▶ [What to do] Can you write out the material below again, substituting "a single dot" for every "one marker" and leaving everything else unchanged?

▶ [Task data]
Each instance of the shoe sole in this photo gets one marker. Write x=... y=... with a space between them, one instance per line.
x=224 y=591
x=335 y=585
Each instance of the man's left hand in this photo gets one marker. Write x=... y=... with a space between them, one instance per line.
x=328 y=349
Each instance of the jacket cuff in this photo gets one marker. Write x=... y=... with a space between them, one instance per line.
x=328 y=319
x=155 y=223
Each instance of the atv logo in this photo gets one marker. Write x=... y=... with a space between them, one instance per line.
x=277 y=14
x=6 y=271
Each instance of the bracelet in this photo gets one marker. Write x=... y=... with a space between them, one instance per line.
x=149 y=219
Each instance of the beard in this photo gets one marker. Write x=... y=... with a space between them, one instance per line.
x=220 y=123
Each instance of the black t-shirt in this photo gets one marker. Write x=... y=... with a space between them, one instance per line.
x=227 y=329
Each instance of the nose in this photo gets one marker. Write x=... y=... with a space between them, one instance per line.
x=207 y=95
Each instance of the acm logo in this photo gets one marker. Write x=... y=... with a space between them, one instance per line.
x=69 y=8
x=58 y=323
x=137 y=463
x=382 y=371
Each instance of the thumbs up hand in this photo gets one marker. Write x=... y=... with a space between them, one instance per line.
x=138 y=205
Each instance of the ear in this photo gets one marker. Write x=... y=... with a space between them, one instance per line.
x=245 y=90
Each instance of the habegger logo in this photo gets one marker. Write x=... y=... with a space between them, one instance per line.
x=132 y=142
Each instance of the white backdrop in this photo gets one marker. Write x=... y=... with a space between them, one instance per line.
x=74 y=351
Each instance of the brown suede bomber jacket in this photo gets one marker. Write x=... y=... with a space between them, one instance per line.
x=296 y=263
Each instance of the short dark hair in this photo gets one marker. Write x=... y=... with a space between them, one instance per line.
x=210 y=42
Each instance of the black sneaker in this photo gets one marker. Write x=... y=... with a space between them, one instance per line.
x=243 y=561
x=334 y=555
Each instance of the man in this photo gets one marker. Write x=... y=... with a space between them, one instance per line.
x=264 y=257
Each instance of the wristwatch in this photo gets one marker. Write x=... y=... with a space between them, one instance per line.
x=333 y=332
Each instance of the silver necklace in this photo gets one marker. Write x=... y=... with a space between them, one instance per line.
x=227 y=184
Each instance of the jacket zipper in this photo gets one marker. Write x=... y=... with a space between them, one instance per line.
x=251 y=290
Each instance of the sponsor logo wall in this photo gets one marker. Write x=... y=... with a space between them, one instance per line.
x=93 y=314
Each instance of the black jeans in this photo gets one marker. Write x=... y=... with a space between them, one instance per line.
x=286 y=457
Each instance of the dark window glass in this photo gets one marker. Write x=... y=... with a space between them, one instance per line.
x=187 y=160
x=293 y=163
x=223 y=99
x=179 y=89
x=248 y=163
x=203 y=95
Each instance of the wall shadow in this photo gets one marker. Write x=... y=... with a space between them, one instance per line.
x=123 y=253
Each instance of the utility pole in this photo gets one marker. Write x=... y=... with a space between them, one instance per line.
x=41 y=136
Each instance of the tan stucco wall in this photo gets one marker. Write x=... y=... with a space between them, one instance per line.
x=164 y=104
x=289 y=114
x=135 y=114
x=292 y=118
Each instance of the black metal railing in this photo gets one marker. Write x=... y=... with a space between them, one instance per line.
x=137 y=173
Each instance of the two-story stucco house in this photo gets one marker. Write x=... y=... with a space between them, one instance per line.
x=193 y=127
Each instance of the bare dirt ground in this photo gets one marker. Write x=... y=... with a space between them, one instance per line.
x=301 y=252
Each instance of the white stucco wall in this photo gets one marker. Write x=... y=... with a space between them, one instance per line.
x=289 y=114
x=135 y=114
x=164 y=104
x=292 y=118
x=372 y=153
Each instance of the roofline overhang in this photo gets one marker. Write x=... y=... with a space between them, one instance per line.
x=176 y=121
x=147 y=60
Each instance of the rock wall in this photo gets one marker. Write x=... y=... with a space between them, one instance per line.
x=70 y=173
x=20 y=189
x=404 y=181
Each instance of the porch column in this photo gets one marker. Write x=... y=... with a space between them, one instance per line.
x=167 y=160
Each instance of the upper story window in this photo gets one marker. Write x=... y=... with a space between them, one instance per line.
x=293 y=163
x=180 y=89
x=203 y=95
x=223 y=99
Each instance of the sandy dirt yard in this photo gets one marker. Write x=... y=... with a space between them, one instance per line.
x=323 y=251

▶ [Worked solution]
Each instance of the shoe sole in this photo gets a single dot. Write x=... y=... with a space between them, one instance per line.
x=224 y=591
x=335 y=585
Each instance of the man's left hand in this photo gets a single dot. Write x=... y=... with a space between them, one instance per line.
x=328 y=349
Each instance of the jacket cuff in this photo gets a single dot. Write x=... y=... with a space between them, one instance per line.
x=328 y=319
x=155 y=223
Each instance of the atv logo in this photo gets a single dot. Write x=... y=... with a space between them, one instance per line.
x=277 y=14
x=6 y=271
Each instance of the bracelet in this photo gets a single dot. Write x=... y=... with a space between them, one instance per line.
x=149 y=219
Each instance of the beard in this photo gets a single dot. Write x=... y=... with a space between them, one instance per line.
x=220 y=123
Each instance of the black t-shirt in this photo gets a single dot. Write x=... y=... with a space between them, one instance per line.
x=227 y=329
Each instance of the nose in this photo gets a single dot. Write x=... y=... with a space between them, one instance per line.
x=207 y=95
Each instance of the acm logo in this photo gets a single dot. Write x=... y=... with a space between them, one instance per line.
x=69 y=8
x=58 y=323
x=137 y=463
x=382 y=371
Each instance of the thumbs up hand in this photo gets a single dot. Write x=... y=... with a space between them, one instance per line.
x=138 y=205
Each instance of the ear in this photo gets a single dot. Write x=... y=... with a space between them, one instance per line.
x=245 y=90
Each instance of the habegger logo in this photo gets a single dot. Write x=... y=... with a space between them, one instance per line.
x=132 y=142
Each instance of the white backdrop in this photo gets a single dot. Write x=... y=... with a space between them, one instance per line.
x=74 y=351
Each instance of the brown suede bomber jacket in this photo gets a single dot. Write x=... y=... with a space between them, one instance per line.
x=296 y=263
Each instance of the short dark hair in this photo gets a single dot. Write x=... y=... with a space between them, one instance per line.
x=210 y=42
Each instance of the black sneaker in this photo gets a single dot. Write x=... y=... with a space between them, one instance per line.
x=243 y=561
x=334 y=555
Each instance of the man in this photo gets a single dot. Write x=... y=... with a space between them, one instance per line.
x=264 y=257
Each instance of the wristwatch in this photo gets a single dot. Write x=... y=... with a space between them, one instance per line.
x=333 y=332
Each instance of the silver necklace in this photo gets a single dot. Write x=... y=... with a space between them, one instance per line.
x=227 y=184
Each instance of the jacket zipper in this photo gets a single dot. Write x=... y=... with a space between them, one instance per line.
x=251 y=290
Each instance of the sponsor logo wall in this photo gets a single dot. Write x=... y=... with a space between them, one instance per line.
x=93 y=314
Each instance of the black jeans in this photo gets a single dot. Write x=... y=... with a space between them, one instance per line.
x=286 y=457
Each instance of the dark window glass in this photo gets a single dot. Write x=... y=... with a space between them, one instance per line.
x=187 y=160
x=293 y=163
x=223 y=99
x=179 y=89
x=248 y=163
x=203 y=95
Each instance of the wall shadow in this photo gets a single dot. Write x=... y=... with a space between them, one instance per line.
x=123 y=253
Each instance of the utility pole in this photo gets a single dot. Write x=... y=... with a space between them, one instance per line.
x=41 y=136
Each instance of the tan stucco wall in this photo gets a single dot. Write x=... y=... with a space between them, one instance per line.
x=164 y=104
x=289 y=114
x=135 y=114
x=292 y=118
Each instance of the black metal railing in this photo gets a single dot. Write x=... y=... with a space between them, one instance per line.
x=137 y=173
Each instance of the two-story stucco house in this photo gets a single dot. Write x=... y=... with a space between them, one instance per line.
x=193 y=127
Each instance of the bare dirt ground in this photo gets a single dot. Write x=... y=... with a space between them, one instance per line.
x=301 y=252
Each instance of the white stucco wall in this photo gets a single dot. Write x=... y=... with a space between them, one instance per line.
x=289 y=114
x=135 y=114
x=164 y=104
x=292 y=118
x=372 y=153
Each instance of the roofline overhang in this photo gets a single dot. Write x=... y=... with a space between them, one instance per line.
x=176 y=121
x=147 y=60
Each instance of the rock wall in this photo gets a single dot. Write x=... y=... with a space between them, one instance per line.
x=70 y=173
x=20 y=189
x=404 y=181
Each instance of the porch column in this photo gets a single dot. Write x=... y=... with a space between them, one instance per line.
x=167 y=160
Each instance of the upper story window in this photo gets a single dot. Write x=... y=... with a space between them, one instance per line.
x=293 y=163
x=180 y=89
x=203 y=95
x=223 y=99
Each instance of the sandy dirt yard in this photo gets a single dot. Write x=... y=... with a space between them, one instance per line.
x=323 y=251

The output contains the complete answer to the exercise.